++++ GIVEN PASSAGE

Angled up and in, the A2s sounded mysteriously better.
This setup did improve the sound quite a lot. I’d bet there’s nothing clearly measurable here, but it was certainly audible. There was a slight softening of edginess that might have been there on-axis, and the overall presention was more natural than before.
It also became very clear with further listening that the A2 speakers have enough resolving power for me to clearly hear differences in the recordings themselves. The source material determines the listening experience as much as the speakers. A better sound card than the one integrated in my 2+ years old socket 939 motherboard would surely effect improvements in the sound as well.
Third Listen: “Mini” Home Theater
The speakers were connected to the headphone outputs of a 2-year old Sony Bravia 40″ LCD TV in a lightly furnished, 12′ x 12′ den. The sound quality of the TV’s audio circuits and speakers is decent for a television, but not great for musical programs. One can only assume that the headphone output of this TV is neutral, meant for use with any headphones, and does not contain any frequency compensation tailored to the TV’s own internal speakers. The mini stereo plug cable was used again, with the speaker power/volume knob turned to maximum gain so that the TV’s remote control could be used to set the volume. Each speaker was set right next to the TV at the same plane as the screen, about a meter apart, and a foot fom the back wall. The listening/watching position was just under 2m directly opposite the TV.

++++++++
++++ RECORDS

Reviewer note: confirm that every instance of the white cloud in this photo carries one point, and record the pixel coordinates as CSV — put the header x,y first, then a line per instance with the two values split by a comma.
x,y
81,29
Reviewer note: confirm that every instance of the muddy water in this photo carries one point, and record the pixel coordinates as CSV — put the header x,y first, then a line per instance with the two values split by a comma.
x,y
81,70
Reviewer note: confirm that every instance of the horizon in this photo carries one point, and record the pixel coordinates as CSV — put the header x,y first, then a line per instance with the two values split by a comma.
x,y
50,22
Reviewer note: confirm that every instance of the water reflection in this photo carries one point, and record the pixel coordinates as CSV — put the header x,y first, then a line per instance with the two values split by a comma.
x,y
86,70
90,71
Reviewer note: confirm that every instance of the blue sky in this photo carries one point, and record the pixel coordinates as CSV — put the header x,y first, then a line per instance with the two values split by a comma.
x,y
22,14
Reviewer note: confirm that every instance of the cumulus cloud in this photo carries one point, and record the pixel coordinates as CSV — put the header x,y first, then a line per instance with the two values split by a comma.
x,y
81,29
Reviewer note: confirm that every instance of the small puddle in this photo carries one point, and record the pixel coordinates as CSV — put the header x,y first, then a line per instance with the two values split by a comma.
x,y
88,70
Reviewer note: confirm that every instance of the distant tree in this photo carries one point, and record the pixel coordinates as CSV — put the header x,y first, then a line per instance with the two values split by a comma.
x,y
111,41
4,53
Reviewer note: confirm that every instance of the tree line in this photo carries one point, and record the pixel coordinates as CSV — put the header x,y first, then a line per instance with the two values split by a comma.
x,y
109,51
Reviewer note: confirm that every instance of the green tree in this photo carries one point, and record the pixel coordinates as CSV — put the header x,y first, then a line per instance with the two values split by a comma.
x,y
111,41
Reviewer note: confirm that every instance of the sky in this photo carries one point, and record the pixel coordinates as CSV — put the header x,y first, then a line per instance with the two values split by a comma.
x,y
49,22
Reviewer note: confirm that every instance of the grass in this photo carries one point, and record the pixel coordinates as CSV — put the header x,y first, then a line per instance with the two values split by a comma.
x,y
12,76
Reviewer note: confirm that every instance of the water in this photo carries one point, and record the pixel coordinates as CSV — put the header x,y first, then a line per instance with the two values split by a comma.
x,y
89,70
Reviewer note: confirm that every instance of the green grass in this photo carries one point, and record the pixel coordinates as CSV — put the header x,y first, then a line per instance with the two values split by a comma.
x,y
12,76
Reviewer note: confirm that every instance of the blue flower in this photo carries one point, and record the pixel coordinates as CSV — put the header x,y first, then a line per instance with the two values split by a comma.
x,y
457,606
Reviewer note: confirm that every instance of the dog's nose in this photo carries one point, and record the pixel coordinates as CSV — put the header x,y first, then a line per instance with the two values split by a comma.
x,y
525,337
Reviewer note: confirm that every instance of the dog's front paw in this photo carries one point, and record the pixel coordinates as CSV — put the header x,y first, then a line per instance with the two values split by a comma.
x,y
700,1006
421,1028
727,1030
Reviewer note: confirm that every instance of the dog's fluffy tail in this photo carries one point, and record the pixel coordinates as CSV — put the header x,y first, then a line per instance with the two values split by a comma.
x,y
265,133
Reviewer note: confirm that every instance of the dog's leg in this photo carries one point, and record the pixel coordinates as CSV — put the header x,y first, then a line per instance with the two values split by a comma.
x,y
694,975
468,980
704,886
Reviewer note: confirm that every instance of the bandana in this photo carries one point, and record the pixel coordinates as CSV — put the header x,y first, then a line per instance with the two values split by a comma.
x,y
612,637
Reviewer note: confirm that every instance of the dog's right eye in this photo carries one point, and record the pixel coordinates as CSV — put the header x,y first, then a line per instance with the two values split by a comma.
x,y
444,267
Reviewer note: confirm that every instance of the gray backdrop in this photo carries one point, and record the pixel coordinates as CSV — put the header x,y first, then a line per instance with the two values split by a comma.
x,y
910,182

++++++++

**WORK TO COMPLETE:**
**1.** Reproduce word for word the stretch of the speaker review from "This setup did" through "natural than before.".
**2.** Collect every row that contains the word "green" and copy each one out.
The speaker review and the rows are unrelated.

**RESULTS FOR EACH TASK:**
**1.**
This setup did improve the sound quite a lot. I’d bet there’s nothing clearly measurable here, but it was certainly audible. There was a slight softening of edginess that might have been there on-axis, and the overall presention was more natural than before.

**2.**
Reviewer note: confirm that every instance of the green tree in this photo carries one point, and record the pixel coordinates as CSV — put the header x,y first, then a line per instance with the two values split by a comma.
Reviewer note: confirm that every instance of the green grass in this photo carries one point, and record the pixel coordinates as CSV — put the header x,y first, then a line per instance with the two values split by a comma.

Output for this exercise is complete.